> [Problem requirements] Go through the records below and write each one out again unchanged.

> [The input]
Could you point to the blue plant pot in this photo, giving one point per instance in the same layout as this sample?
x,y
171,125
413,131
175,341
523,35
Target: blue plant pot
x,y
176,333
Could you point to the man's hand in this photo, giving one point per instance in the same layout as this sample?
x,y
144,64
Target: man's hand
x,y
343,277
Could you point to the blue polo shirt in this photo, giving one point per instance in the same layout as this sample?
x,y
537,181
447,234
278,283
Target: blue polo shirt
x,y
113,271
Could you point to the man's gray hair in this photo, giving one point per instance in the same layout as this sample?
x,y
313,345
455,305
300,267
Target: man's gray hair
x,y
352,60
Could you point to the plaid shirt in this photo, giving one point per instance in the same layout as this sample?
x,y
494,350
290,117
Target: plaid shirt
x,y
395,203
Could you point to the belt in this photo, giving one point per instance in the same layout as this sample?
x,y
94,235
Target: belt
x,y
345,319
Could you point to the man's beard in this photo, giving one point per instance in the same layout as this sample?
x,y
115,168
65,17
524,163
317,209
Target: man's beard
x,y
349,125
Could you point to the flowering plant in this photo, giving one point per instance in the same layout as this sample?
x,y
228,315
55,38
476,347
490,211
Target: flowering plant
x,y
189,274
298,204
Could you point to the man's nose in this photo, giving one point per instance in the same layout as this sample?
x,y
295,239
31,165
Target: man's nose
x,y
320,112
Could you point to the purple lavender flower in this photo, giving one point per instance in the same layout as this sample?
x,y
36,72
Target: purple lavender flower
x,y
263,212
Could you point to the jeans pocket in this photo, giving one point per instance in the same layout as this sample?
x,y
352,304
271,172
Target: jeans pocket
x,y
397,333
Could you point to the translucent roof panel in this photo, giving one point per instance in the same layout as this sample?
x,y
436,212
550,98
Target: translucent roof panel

> [Task response]
Could you point to the blue plant pot in this photo, giving one point per instance in the same layout as this sample?
x,y
171,125
413,131
175,341
523,35
Target: blue plant pot
x,y
176,333
Could you point to the man's hand in this photo, giving one point per instance in the same layout as this sample?
x,y
144,64
Target: man's hand
x,y
343,277
Could you point to the blue polo shirt in this photo, giving one point per instance in the same layout as this sample?
x,y
537,181
447,234
278,283
Target: blue polo shirt
x,y
113,271
Could you point to the man's gray hair in this photo, giving one point per instance in the same layout as this sample?
x,y
313,345
455,305
300,267
Target: man's gray hair
x,y
352,60
Could you point to the plaid shirt in this photo, giving one point per instance in the same layout as this sample?
x,y
494,350
290,117
Target: plaid shirt
x,y
395,203
Could you point to the belt in this photo, giving one point per instance in the same layout as this sample?
x,y
94,235
Target: belt
x,y
345,319
Could you point to the man's beard in this photo, giving one point per instance in the same layout as this sample?
x,y
115,168
65,17
524,163
317,209
Target: man's beard
x,y
349,125
Could you point to the flowering plant in this photo, giving one point per instance in the same layout as this sample?
x,y
228,315
55,38
476,347
490,211
Target: flowering plant
x,y
189,274
298,204
Could you point to the man's nose in this photo, giving one point per instance in the same layout as this sample?
x,y
295,239
31,165
Target: man's nose
x,y
320,112
Could you point to the purple lavender flower in this photo, giving one point per instance in the same layout as this sample?
x,y
36,72
Target: purple lavender flower
x,y
263,212
Could you point to the jeans pocket in this photo, giving one point per instance in the same layout as this sample?
x,y
352,304
271,172
Target: jeans pocket
x,y
397,333
Could you point to the translucent roof panel in this photo, giving one point per instance in the same layout as this sample?
x,y
436,212
550,98
Target: translucent roof panel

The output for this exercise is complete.